*Task statement:*
Could you rewrite the records, beginning at the line that has "For the trial run, indicate each instance of the long-tailed" and stopping after the line that has "x=143 y=441", with -85 added to each x and y coordinate in the answers but not to the coordinates in the requests or their format samples? Leave the pictures out.

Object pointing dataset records

........

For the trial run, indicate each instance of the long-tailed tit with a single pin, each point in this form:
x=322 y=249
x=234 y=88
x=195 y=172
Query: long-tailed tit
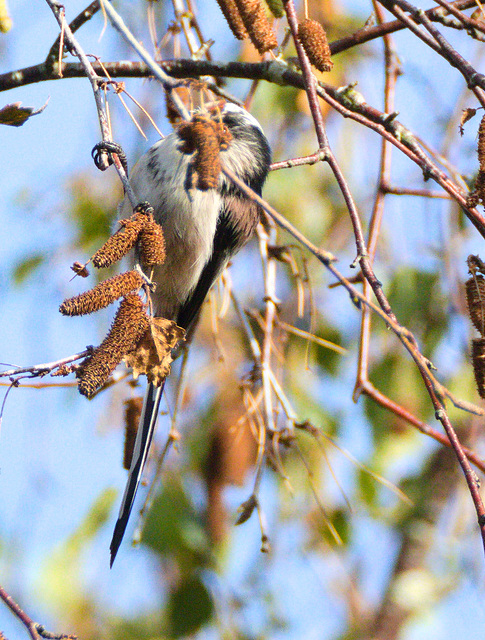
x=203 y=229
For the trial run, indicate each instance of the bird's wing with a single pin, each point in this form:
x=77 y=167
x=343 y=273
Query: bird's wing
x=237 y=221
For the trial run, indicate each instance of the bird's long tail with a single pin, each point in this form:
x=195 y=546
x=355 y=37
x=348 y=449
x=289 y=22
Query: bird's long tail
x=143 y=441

........

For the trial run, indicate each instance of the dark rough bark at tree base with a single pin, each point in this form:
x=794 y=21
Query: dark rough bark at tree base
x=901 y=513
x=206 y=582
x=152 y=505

........

*Worked answer:*
For the trial run, indicate each instance of the long-tailed tit with a single pin, each point in this form:
x=322 y=249
x=234 y=88
x=195 y=172
Query: long-tailed tit
x=118 y=144
For the trial run, indicate each instance of the bird's wing with a single pin, each point in this form:
x=77 y=167
x=343 y=273
Query: bird's wing
x=152 y=136
For the trial run, indicate each instance of the bird's long tail with a single pin, each point in this form:
x=195 y=546
x=355 y=37
x=348 y=449
x=289 y=22
Query: bird's long tail
x=58 y=356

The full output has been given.